Complete the following -
A) In the passage on students' views of GCSE practical work, which school's Head of Physics suggested that girls were less motivated by practical work?
B) List every school or college named in the passage on students' views of GCSE practical work.
C) Carry on the passage on students' views of GCSE practical work from the point where it stops.

37. However, not all students enjoy the practical work they are required to do for GCSE. Ashley Clarkson from Bede Sixth Form College, Teesside encapsulated the view of many students that we have spoken to: "all [practical work] did was create variety in the course, and variety is good everywhere in education because it helps you remember things more clearly".[64] Sajad Al­Hairi from North Westminster Community School in London wanted to see more variation within the practical work itself: "If there were a range of experiments that gave you a different approach and helped you experiment and research more, that would help".[65] The Head of Physics at St Augustine's College in Trowbridge, which has had considerable success in attracting girls to science, suggested that girls in particular were less motivated by practical work.[66] One of the most common complaints we have heard from students was expressed by Anika Lewis from Colchester Sixth Form College: "a lot of the practicals we did never worked so it did not help us, it did not show the theory in practice as it should have done".[67] Students see little point in carrying out practicals where they already know the result and are just expected to follow instructions to reach that end.[68] Students we have spoken to are aware that practical work is very time-consuming, leaving less room for covering the factual content of the GCSE courses. A level students from Hammersmith and West London College, who had been educated pre-16 in countries where practical work forms a very minor part of science education, told us that their theoretical knowledge was greater than that of their English counterparts. One asked what was the point of doing practical work if you did not understand the theory behind it. On the other hand, they were enjoying the opportunity to get involved with practical work at A level.

Material -
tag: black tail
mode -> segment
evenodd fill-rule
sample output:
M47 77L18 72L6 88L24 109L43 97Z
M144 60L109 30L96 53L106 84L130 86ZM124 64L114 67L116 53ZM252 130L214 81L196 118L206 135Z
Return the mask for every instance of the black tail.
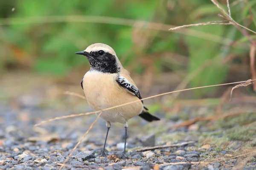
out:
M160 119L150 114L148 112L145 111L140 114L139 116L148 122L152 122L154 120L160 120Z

---

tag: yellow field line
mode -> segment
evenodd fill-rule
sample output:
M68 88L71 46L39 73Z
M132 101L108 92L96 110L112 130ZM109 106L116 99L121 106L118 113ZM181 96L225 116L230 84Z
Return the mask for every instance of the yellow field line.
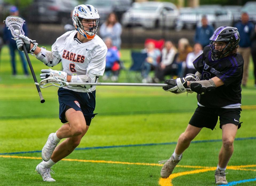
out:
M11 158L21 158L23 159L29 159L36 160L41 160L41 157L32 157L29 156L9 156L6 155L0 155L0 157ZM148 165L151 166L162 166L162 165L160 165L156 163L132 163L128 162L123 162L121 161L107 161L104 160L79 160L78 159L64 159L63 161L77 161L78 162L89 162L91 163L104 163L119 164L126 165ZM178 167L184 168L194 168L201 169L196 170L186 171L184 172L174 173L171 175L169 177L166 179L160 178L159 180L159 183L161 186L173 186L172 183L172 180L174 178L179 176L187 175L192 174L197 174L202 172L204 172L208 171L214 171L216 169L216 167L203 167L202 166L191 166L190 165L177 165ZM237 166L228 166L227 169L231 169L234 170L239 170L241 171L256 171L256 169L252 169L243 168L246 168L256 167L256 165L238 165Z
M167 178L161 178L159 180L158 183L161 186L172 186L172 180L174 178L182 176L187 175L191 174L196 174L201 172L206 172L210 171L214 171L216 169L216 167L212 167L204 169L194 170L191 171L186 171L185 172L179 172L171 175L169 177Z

Responses to the exercise -
A) St Augustine's College in Trowbridge.

B) Bede Sixth Form College, Teesside; North Westminster Community School in London; St Augustine's College in Trowbridge; Colchester Sixth Form College; Hammersmith and West London College

C)
38. Derek Bell, speaking on behalf of the Association for Science Education, warned that "There is a great danger of being conned into [thinking that] the answer to it all is doing more practical work. Doing practical work in itself is not going to help children learn more effectively or motivate them. So we have to be clear why we are doing those practicals".[69] Sylvia Thomas from Darlaston Community School, Walsall supported this view when she told us that "We put practical in where we think it is needed. I do not necessarily think kids are as enthused as they were in the past about practical".[70]


39. Ofsted tell us that "there is some evidence of an overall decrease in the amount of practical work, probably as a consequence of a heightened emphasis on examination requirements".[71] Teachers at Quintin Kynaston School in London endorsed this view. Corinne Stevenson, a science adviser from Hounslow LEA, mentioned the other constraints. These included the poor state of some school laboratories, a shortage of technicians and the size of science classes, all of which make it difficult for teachers to manage practical lessons.[72] We return to these issues in paragraphs 126-138 below.

40. In our view, practical work, including fieldwork, is a vital part of science education. It helps students to develop their understanding of science, appreciate that science is based on evidence and acquire hands-on skills that are essential if students are to progress in science. Students should be given the opportunity to do exciting and varied experimental and investigative work.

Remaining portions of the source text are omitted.